■ **What is being asked**:
Please write out exactly the lines that begin at the line containing "Indicate every instance of the tall pine" and run to the end of the records.

-- start Given records --

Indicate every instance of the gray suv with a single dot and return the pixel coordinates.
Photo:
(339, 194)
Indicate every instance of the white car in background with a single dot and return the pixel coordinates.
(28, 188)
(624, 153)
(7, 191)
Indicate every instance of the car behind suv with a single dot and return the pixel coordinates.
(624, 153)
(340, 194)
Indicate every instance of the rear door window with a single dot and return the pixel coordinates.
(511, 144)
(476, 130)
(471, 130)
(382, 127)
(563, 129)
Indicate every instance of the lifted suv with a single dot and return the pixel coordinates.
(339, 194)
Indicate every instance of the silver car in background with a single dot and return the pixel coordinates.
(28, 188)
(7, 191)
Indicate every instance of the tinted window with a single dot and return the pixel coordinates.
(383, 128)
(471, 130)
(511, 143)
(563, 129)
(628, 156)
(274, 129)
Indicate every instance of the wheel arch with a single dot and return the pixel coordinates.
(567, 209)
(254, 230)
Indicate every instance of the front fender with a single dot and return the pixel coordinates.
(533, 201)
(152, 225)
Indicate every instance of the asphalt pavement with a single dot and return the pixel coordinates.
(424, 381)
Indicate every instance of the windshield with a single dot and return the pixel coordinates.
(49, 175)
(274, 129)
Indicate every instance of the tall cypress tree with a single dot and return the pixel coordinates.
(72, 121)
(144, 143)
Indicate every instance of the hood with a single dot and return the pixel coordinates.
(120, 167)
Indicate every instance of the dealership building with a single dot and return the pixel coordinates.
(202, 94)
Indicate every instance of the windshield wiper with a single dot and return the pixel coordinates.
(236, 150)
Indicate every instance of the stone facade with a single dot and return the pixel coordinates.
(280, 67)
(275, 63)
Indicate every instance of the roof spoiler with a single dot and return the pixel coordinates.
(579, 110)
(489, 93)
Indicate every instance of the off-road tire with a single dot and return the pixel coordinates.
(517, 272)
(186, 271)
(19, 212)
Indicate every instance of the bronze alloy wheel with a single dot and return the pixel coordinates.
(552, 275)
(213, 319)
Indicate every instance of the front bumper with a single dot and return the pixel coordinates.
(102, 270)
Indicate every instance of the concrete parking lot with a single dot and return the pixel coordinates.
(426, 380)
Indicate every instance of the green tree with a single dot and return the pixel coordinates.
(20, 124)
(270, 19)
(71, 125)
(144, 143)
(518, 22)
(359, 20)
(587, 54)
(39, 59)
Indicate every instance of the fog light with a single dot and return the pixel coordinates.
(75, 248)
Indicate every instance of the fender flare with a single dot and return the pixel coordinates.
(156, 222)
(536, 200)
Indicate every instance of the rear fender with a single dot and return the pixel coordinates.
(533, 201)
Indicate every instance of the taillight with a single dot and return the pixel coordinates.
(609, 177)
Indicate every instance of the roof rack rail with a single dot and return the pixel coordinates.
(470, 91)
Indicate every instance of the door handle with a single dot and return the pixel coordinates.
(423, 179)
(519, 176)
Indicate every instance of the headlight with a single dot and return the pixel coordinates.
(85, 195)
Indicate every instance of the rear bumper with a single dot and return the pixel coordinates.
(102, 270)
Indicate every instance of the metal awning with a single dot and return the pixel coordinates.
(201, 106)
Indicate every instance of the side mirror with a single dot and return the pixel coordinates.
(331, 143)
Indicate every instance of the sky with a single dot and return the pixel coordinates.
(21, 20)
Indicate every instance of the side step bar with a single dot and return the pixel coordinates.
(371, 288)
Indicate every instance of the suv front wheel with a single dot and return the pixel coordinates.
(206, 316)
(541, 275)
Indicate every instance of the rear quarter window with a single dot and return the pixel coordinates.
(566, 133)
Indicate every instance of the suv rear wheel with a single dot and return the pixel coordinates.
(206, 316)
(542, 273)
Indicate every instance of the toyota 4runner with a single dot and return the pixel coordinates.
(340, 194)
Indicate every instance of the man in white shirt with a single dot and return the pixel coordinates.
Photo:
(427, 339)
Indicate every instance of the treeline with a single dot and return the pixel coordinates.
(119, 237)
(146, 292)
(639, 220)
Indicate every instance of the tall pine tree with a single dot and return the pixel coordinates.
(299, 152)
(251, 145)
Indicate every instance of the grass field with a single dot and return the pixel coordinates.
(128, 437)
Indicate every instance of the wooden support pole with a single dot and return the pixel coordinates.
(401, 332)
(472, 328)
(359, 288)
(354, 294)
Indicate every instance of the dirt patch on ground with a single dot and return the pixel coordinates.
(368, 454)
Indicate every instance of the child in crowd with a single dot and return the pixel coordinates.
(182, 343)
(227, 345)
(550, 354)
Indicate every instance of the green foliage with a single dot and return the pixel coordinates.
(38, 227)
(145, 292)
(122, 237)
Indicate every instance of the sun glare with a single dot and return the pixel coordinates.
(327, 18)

-- end Given records --

■ **Solution to this exercise**:
Indicate every instance of the tall pine tree with a single dot and return the pixel coordinates.
(299, 152)
(251, 145)
Indicate every instance of the grass field with a single dot and return the pixel coordinates.
(128, 437)
Indicate every instance of the wooden support pole with a single dot and return the pixel coordinates.
(401, 332)
(472, 328)
(359, 288)
(354, 294)
Indicate every instance of the dirt patch on ground with a single dot and return the pixel coordinates.
(368, 454)
Indicate every instance of the child in crowd with a single dot and return the pixel coordinates.
(182, 343)
(227, 345)
(550, 354)
Indicate every instance of the green foliage with a single dot and return the pixel coordinates.
(38, 227)
(145, 292)
(122, 237)
Indicate every instance of the sun glare with a single dot and return the pixel coordinates.
(327, 18)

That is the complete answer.